Dataset excerpt
····················
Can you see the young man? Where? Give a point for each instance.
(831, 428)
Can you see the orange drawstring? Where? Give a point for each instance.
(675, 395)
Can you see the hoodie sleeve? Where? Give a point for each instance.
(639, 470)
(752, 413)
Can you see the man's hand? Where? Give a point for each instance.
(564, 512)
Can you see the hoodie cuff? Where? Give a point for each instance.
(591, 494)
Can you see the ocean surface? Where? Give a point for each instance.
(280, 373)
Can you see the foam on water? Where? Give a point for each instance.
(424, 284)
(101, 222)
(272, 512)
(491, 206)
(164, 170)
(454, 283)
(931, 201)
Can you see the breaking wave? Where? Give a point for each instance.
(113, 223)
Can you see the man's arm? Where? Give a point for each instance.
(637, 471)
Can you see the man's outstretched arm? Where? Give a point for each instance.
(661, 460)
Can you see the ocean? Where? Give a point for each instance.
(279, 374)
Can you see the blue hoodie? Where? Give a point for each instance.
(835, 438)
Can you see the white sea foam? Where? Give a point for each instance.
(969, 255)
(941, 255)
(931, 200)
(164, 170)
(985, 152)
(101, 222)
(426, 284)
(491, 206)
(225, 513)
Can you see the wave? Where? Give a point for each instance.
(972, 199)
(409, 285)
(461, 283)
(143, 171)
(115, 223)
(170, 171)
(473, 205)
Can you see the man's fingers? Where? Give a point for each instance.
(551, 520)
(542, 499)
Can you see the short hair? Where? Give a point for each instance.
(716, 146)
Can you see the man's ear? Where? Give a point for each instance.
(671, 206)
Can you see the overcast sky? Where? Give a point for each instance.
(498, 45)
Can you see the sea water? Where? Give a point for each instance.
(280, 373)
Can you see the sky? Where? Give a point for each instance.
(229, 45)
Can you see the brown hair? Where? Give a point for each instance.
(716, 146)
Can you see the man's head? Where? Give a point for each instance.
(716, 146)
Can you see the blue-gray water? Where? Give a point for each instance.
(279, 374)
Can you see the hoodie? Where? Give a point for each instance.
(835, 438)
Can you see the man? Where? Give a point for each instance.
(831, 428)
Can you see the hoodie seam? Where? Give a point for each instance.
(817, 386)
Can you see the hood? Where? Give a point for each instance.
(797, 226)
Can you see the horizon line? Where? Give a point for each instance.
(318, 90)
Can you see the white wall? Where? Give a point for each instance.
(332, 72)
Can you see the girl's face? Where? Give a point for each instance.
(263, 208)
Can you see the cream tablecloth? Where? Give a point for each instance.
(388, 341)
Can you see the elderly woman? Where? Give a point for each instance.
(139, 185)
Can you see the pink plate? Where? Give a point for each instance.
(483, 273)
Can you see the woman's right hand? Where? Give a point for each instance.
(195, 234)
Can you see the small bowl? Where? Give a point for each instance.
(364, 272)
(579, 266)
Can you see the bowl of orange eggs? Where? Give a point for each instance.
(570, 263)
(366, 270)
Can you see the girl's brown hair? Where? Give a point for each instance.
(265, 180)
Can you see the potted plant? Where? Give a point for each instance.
····················
== Prompt ==
Return all of the data precisely as it appears.

== Solution for this task ==
Can you see the young man? Where? Give a point for each instance.
(831, 428)
Can you see the orange drawstring? Where? Give a point for each instance.
(675, 395)
Can you see the hoodie sleeve? Where? Give a point for each instance.
(639, 470)
(752, 413)
Can you see the man's hand? Where? Give a point for each instance.
(564, 512)
Can you see the hoodie cuff? Where? Give a point for each instance.
(591, 494)
Can you see the ocean surface? Where? Give a point for each instance.
(280, 373)
Can you see the foam on water? Where? Give a point for each instance.
(424, 284)
(101, 222)
(272, 512)
(491, 206)
(164, 170)
(454, 283)
(931, 201)
Can you see the breaking wave? Where? Give a point for each instance.
(113, 223)
Can you see the man's arm? Where? Give a point for each instance.
(637, 471)
Can you see the man's outstretched arm? Where? Give a point for each instance.
(661, 460)
Can you see the ocean? Where? Give a point for each instance.
(279, 374)
Can you see the blue hoodie? Where? Give a point for each instance.
(835, 438)
Can you see the white sea foam? Where? Give a point for each instance.
(969, 255)
(941, 255)
(931, 200)
(164, 170)
(985, 152)
(101, 222)
(426, 284)
(491, 206)
(225, 513)
Can you see the wave? Where? Give a point for each instance.
(972, 199)
(409, 285)
(461, 283)
(143, 171)
(115, 223)
(170, 171)
(473, 205)
Can you see the man's fingers? Where? Give a point for each instance.
(551, 520)
(542, 499)
Can you see the short hair? Where? Give a point for each instance.
(716, 146)
Can you see the man's ear? Where? Give a point for each instance.
(671, 206)
Can you see the overcast sky? Where? Give a point for each instance.
(498, 45)
Can you see the sea water? Where? Give a point for each instance.
(280, 373)
Can you see the sky? Where? Give a point for each instance.
(229, 45)
Can you see the brown hair? Where? Give a point for each instance.
(716, 146)
Can you see the man's head? Where? Give a point for each instance.
(716, 146)
Can you see the blue-gray water? Where? Give a point for each instance.
(279, 374)
Can you see the hoodie? Where? Give a point for each instance.
(835, 438)
Can you see the man? Where? Give a point for each instance.
(831, 428)
Can you see the hoodie seam? Where? Give a point for each instance.
(817, 386)
Can you see the hood? Where? Give a point for each instance.
(797, 226)
Can you see the horizon line? Where? Give a point for each instance.
(318, 90)
Can you see the white wall? Where? Give a point for each instance.
(332, 72)
Can you see the girl's face? Where? Give a point for each instance.
(263, 208)
Can you see the cream tablecloth? Where? Give a point for each instance.
(388, 341)
Can you see the elderly woman? Where? Give a point for each instance.
(139, 185)
Can you see the pink plate? Where? Give a point for each instance.
(483, 273)
Can you see the woman's right hand? Where? Give a point for each instance.
(195, 234)
Can you see the small bowl? Where? Give a point for each instance.
(364, 272)
(579, 266)
Can you see the bowl of orange eggs? Where? Give a point for each instance.
(570, 263)
(366, 270)
Can you see the girl's brown hair? Where? Give a point for each instance.
(265, 180)
Can you see the potted plant? Where? Give a point for each instance.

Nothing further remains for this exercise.